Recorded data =
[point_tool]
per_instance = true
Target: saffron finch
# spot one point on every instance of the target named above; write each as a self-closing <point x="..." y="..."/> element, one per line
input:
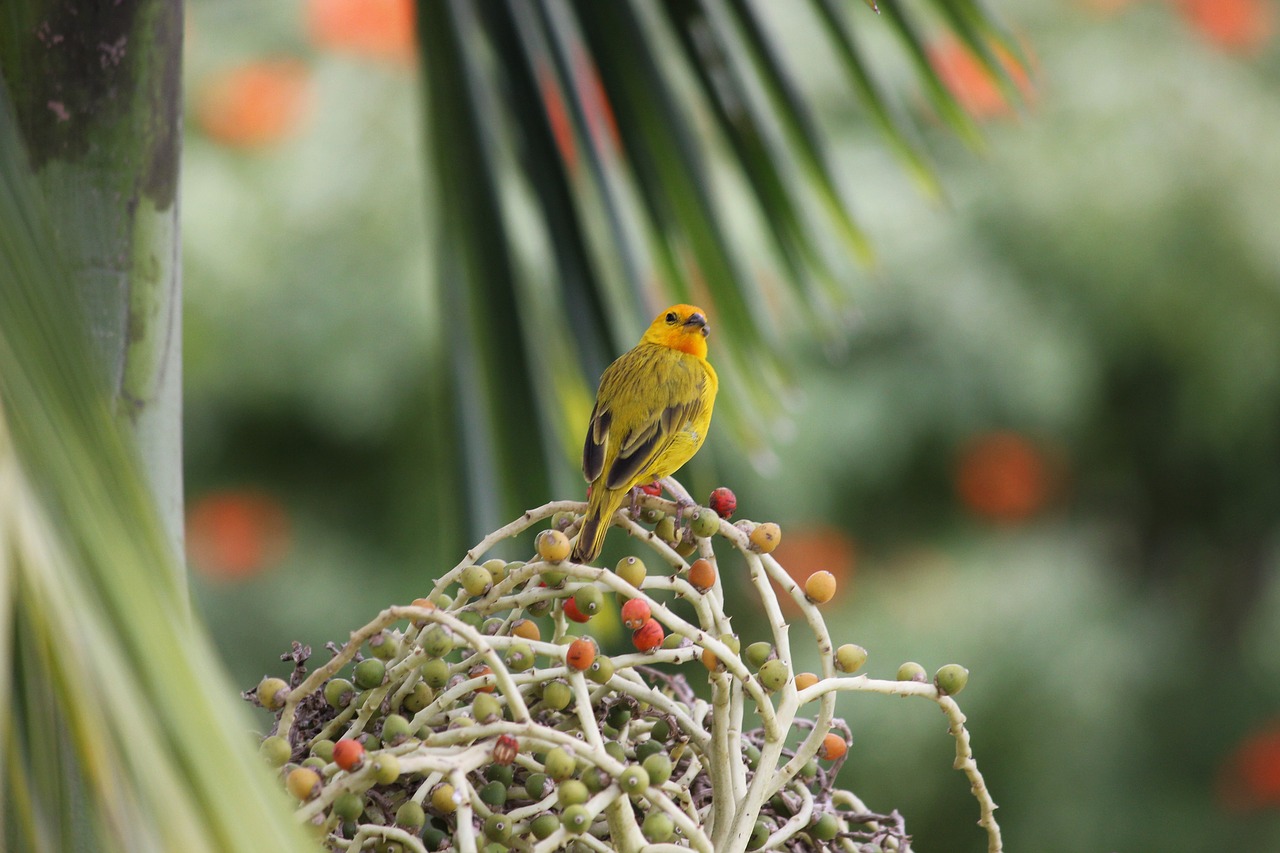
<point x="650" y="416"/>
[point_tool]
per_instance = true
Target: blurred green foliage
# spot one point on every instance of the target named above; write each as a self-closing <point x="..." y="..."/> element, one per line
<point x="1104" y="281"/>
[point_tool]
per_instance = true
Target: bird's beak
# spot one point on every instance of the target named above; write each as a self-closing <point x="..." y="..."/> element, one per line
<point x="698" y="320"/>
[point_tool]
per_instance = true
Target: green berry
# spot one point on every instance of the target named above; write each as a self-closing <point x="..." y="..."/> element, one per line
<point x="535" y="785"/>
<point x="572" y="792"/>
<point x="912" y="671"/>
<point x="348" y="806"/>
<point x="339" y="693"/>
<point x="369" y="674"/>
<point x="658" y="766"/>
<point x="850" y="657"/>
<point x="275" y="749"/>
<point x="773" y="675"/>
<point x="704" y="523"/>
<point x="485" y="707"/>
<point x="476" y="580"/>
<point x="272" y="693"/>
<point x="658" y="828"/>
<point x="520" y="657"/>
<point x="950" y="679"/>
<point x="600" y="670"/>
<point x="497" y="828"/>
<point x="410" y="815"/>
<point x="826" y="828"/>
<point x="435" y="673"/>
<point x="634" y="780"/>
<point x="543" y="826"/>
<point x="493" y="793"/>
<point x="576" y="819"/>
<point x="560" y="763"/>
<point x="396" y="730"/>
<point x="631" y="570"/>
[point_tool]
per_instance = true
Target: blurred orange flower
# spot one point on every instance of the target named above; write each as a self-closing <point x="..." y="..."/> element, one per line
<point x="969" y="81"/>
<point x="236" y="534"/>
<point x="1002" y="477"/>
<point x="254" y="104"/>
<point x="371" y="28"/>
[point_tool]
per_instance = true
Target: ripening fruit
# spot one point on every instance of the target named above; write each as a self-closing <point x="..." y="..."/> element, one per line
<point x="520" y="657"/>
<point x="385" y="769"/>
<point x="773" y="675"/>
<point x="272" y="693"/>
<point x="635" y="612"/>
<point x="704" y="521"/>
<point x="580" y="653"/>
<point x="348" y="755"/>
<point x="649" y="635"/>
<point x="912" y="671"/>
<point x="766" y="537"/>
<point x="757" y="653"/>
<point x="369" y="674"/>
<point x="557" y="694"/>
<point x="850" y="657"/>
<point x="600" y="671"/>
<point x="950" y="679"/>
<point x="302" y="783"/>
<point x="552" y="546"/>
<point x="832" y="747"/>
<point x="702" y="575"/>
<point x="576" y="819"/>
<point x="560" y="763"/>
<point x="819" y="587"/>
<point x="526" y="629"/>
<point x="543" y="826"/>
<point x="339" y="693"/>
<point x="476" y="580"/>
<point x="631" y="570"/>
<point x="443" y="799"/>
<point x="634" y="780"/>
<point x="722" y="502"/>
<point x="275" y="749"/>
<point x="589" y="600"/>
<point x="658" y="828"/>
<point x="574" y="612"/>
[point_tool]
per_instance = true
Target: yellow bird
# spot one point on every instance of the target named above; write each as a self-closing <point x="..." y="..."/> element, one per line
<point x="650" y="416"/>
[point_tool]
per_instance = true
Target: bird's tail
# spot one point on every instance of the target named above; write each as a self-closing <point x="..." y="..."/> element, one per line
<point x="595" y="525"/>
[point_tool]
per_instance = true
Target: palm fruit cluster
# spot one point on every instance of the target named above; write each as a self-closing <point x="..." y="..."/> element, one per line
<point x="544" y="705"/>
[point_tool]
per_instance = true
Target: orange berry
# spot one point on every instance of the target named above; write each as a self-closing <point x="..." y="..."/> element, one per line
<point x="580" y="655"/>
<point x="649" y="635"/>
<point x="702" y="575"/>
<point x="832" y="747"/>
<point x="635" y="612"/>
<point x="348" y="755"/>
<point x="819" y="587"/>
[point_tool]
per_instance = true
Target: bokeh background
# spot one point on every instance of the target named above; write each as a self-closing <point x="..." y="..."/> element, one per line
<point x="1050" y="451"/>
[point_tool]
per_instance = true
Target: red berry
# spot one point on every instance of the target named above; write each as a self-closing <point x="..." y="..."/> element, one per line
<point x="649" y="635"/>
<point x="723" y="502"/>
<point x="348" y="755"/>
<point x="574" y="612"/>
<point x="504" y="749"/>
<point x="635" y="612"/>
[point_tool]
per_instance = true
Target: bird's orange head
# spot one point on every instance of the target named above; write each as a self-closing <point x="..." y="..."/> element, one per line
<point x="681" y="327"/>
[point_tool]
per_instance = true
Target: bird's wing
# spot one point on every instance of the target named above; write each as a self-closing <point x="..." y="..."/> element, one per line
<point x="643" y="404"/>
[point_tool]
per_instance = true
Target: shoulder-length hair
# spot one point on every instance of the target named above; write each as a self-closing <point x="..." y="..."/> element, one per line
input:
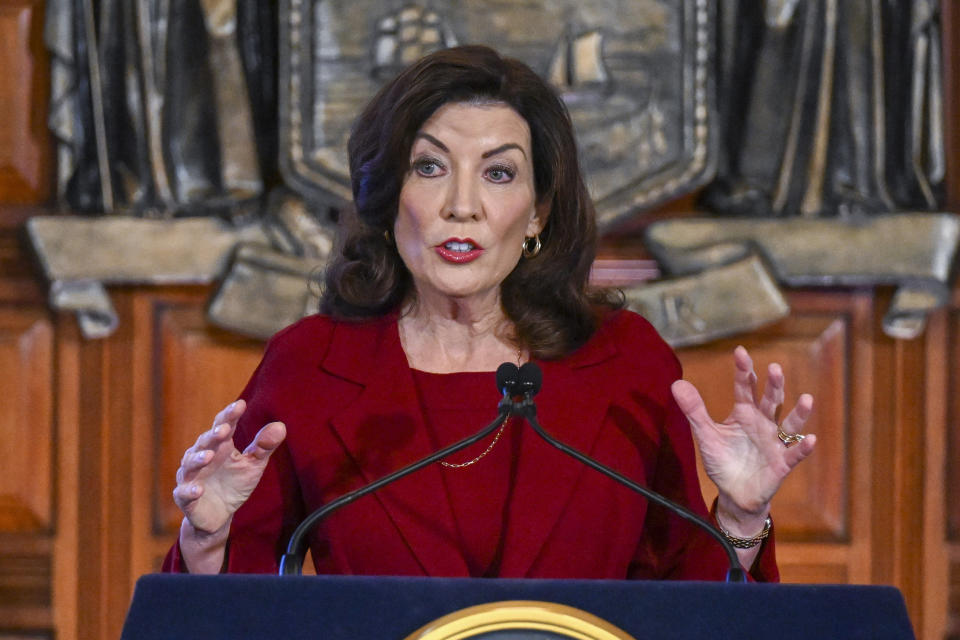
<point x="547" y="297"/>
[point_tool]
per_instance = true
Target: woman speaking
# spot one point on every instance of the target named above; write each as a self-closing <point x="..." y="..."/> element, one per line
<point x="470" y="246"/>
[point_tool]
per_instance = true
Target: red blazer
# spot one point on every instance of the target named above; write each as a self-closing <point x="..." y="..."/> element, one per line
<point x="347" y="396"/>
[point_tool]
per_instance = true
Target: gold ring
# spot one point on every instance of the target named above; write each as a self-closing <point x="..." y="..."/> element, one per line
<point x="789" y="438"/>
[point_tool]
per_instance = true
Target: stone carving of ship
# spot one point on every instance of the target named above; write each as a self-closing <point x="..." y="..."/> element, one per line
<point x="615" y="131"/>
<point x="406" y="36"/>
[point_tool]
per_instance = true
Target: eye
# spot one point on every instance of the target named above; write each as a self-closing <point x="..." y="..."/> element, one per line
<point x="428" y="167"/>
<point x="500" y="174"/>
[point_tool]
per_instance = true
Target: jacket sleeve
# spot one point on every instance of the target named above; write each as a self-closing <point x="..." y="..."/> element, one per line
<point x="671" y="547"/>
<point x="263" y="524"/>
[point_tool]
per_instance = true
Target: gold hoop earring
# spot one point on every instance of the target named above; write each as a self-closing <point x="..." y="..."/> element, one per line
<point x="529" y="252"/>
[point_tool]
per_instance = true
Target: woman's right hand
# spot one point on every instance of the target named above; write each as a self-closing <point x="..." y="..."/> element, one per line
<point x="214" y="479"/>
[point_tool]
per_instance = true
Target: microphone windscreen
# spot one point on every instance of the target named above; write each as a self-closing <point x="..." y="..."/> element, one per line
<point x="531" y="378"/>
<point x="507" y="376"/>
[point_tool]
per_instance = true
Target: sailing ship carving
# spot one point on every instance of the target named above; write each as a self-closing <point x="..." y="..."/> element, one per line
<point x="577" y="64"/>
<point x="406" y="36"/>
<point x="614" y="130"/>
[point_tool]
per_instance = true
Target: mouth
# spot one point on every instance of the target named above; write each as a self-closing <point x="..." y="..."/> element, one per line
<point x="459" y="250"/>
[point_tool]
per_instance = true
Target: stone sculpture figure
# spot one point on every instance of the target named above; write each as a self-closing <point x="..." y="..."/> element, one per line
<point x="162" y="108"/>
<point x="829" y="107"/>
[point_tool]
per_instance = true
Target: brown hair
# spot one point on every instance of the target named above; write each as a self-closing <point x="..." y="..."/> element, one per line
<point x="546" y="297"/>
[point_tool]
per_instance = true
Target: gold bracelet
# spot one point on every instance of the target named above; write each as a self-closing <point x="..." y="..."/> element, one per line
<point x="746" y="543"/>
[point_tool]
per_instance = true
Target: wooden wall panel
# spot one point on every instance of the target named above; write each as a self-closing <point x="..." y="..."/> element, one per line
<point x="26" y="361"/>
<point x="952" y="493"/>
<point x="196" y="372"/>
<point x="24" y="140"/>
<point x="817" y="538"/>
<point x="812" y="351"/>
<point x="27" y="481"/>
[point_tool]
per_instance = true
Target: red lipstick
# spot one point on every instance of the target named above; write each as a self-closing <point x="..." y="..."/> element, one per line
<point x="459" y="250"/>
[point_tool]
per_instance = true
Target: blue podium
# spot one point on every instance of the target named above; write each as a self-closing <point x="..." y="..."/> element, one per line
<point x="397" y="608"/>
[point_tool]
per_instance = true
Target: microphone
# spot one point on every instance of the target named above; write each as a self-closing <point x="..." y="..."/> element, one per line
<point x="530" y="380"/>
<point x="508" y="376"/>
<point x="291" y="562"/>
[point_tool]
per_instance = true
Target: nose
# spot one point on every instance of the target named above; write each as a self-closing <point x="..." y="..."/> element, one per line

WHAT NEEDS TO BE DONE = The lines above from the one containing "Target: yellow bird" through the one containing "Target: palm fruit cluster" are to be set down exactly, and no others.

ANSWER TO THE PROBLEM =
Target: yellow bird
# spot one point on every instance of the target named above; write each as a self-closing <point x="..." y="..."/> element, one per line
<point x="650" y="416"/>
[point_tool]
per_instance = true
Target: bird's tail
# spot one point on every instance of the target named above; write each as a self-closing <point x="..." y="..."/> element, one per line
<point x="595" y="525"/>
[point_tool]
per_instance = true
Target: palm fruit cluster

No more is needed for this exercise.